(Beginning of DOCUMENT SECTION)

Numerous scientific studies have shown that people who are more highly educated live longer. According to a study about the U.S. population, which was published in “Social Science Research”:
- Adults with less than a high-school education have nearly twice the risk of death in a 5-year follow-up period compared to adults with 17 or more years of education.
- Each additional year of education, on average, reduces the odds of adult mortality by about 5% yearly.
- Education often has the strongest effect on mortality, even when multiple indicators of socioeconomic status, such as education, income, and occupational status, and particularly when both direct and indirect effects are considered.
“The strength and consistency of the inverse relation between education and mortality over time, across places, and across demographic groups suggests that education is a ‘fundamental cause’ of health and longevity,” concludes the study’s authors.

(End of DOCUMENT SECTION)
(Beginning of DATASET EXTRACT)

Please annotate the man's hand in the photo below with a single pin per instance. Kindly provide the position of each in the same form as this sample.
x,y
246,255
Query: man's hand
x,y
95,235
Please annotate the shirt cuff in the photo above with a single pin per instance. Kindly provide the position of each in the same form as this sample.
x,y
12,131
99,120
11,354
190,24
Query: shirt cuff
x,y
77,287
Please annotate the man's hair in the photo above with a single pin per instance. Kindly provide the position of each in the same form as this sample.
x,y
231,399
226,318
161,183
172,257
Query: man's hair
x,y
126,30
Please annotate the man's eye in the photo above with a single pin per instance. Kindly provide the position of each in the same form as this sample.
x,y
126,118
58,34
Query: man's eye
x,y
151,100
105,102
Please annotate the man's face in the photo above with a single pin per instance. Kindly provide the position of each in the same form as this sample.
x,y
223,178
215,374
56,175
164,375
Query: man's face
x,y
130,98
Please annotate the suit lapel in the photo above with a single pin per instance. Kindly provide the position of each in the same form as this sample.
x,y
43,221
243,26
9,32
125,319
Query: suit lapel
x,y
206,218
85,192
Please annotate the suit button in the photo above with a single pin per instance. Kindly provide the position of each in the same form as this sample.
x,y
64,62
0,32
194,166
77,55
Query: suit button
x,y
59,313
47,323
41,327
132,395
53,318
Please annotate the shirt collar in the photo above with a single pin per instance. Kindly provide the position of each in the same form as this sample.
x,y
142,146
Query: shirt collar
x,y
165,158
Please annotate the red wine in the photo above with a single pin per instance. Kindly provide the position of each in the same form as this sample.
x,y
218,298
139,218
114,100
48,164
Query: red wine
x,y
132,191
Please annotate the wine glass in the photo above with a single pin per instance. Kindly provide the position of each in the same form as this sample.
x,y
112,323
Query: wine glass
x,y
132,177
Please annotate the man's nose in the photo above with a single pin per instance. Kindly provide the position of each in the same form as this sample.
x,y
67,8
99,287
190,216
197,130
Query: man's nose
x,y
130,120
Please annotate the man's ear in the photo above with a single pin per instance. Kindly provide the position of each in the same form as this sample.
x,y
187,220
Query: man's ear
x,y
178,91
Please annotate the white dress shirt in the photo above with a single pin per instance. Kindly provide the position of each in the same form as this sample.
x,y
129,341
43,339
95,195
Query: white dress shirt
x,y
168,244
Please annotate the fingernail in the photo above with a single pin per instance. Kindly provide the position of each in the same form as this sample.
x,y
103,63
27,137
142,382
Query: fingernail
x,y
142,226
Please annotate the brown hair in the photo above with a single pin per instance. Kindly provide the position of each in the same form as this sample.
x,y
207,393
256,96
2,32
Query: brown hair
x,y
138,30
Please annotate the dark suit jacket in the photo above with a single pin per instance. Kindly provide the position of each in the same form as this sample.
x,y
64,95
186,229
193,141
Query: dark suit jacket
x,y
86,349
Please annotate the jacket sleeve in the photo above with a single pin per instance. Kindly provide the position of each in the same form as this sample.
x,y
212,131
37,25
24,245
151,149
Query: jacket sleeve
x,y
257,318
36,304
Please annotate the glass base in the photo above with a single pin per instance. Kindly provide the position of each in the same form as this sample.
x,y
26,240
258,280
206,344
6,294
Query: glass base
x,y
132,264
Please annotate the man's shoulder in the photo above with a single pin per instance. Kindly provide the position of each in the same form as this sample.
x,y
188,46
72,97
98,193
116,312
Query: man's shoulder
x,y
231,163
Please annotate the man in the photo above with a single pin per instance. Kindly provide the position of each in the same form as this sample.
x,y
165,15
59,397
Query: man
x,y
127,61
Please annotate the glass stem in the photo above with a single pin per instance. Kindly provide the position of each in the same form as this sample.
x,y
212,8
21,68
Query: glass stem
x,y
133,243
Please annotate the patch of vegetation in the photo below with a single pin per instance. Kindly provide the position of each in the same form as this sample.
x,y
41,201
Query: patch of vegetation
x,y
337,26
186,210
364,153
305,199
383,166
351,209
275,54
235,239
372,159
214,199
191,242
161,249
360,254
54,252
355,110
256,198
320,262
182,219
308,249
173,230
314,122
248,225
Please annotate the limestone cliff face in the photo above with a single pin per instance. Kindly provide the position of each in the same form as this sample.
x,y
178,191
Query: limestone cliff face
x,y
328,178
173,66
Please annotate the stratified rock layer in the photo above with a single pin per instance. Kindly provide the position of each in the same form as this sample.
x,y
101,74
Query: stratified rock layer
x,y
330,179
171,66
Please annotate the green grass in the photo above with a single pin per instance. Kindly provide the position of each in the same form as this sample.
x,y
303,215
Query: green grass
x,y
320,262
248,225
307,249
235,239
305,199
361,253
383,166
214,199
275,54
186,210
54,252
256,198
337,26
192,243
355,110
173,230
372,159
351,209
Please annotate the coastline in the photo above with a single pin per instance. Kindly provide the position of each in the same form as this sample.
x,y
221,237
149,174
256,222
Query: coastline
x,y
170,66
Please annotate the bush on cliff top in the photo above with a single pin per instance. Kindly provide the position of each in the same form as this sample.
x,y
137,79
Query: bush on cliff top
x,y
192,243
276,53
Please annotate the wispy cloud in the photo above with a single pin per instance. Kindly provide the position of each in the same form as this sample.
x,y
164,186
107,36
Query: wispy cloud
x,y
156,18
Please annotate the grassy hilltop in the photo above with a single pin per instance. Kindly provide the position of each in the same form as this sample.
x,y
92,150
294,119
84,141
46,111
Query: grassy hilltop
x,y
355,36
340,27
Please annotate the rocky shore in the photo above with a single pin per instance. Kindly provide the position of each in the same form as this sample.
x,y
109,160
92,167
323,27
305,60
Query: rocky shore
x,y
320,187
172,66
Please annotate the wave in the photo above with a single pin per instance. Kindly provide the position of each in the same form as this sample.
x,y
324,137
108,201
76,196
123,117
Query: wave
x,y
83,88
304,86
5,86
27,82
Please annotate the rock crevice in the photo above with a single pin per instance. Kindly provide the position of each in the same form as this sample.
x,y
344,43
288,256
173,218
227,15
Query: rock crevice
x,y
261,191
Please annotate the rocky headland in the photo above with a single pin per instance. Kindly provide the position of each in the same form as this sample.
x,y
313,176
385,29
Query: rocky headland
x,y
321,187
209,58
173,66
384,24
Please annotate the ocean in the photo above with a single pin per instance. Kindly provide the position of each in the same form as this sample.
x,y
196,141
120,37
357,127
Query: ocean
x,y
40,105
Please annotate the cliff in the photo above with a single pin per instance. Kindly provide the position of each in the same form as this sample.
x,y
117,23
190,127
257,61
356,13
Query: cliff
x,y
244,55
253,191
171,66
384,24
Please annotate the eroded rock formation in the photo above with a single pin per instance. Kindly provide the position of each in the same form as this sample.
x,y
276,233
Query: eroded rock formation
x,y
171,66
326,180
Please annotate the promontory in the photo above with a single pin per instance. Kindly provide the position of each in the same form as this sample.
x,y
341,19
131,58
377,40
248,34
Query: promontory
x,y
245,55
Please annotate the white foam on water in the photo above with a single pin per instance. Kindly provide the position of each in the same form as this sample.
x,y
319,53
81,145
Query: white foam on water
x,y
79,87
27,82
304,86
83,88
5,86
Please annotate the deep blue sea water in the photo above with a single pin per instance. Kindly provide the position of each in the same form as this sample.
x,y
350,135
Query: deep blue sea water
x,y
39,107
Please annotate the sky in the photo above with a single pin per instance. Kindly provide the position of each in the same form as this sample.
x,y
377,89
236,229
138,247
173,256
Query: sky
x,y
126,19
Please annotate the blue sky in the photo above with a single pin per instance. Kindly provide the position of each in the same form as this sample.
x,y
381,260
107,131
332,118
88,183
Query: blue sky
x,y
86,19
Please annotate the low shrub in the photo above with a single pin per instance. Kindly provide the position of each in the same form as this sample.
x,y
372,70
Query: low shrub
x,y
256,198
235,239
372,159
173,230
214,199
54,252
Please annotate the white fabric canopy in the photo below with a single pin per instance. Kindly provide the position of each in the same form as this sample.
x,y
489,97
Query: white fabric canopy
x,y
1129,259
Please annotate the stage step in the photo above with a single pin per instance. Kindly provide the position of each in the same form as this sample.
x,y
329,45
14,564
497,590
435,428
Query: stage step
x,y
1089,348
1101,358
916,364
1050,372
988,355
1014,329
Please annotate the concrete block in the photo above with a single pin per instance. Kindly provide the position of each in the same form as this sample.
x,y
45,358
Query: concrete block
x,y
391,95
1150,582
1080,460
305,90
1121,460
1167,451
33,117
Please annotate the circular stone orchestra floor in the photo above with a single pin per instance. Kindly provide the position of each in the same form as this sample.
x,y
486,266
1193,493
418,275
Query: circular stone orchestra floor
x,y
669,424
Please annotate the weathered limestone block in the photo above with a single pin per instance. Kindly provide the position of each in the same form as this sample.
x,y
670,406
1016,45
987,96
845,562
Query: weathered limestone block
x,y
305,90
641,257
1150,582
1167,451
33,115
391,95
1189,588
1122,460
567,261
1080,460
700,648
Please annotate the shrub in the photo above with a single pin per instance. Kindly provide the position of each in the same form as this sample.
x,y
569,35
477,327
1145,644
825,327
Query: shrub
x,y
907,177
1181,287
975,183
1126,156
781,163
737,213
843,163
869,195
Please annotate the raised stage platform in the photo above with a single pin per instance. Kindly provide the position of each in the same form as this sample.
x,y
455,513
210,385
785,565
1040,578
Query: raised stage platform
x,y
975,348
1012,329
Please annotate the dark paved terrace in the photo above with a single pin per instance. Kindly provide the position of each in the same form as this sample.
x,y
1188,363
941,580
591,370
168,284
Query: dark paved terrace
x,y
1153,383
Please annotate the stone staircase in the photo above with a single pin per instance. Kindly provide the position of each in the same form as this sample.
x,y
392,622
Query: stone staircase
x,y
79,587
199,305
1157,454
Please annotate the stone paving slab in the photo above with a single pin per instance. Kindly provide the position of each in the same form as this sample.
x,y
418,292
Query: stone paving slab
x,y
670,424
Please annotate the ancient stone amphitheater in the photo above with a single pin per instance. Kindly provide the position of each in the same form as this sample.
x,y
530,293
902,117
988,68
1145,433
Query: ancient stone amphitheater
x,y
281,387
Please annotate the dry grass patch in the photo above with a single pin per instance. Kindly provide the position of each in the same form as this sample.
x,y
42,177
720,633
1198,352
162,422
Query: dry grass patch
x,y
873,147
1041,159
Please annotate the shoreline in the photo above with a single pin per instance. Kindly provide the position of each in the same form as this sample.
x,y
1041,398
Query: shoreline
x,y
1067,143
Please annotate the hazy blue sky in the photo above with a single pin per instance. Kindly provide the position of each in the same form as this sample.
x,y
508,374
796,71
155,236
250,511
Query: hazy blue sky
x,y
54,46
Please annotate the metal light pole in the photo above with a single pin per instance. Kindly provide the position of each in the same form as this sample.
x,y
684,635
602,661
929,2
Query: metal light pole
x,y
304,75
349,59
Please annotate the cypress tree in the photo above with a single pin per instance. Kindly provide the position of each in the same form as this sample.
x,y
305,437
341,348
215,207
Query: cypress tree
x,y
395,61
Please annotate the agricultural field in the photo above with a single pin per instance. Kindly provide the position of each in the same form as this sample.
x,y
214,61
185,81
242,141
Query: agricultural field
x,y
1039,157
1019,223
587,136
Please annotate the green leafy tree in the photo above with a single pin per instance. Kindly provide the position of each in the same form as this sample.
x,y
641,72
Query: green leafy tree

(End of DATASET EXTRACT)

PARTS OF THE EXERCISE
1. Copy the stretch of the passage on education and mortality from "- Education often" through "effects are considered.".
2. Carry on the passage on education and mortality from the point where it stops.

EXERCISE RESULTS
1.
- Education often has the strongest effect on mortality, even when multiple indicators of socioeconomic status, such as education, income, and occupational status, and particularly when both direct and indirect effects are considered.

2.
Learning Doesn’t End after School
Education doesn’t stop when you leave high school or college. Learning continues when you have children and at work. No one can say that learning how to diaper your first child was easy. Just as difficult is learning proprietary software or how to drive a forklift at work.
Even now, you’re probably learning on a daily basis. Remember when you first bought your cell phone? If you’re on Facebook, you’re probably learning new things each day (although you may not want to remember them all).
Communicating with faraway family is an educational adventure if you use Skype or Google Hangouts. And if you’re one of the thousands of people who received a Kindle for Christmas, you’re probably still trying to figure out exactly how it works.
Learning Is Part of Life
“Lifelong learning is the process of keeping your mind and body engaged, at any age, by actively pursuing knowledge and experience,” says Bridgette Argus, wellness nurse at The Esquiline.
Although there is no direct research relating lifelong learning to longevity, there is research correlating lifelong learning with other benefits that lead to increased longevity. Education, whether at school, work or home, not only helps you live longer, it improves your life.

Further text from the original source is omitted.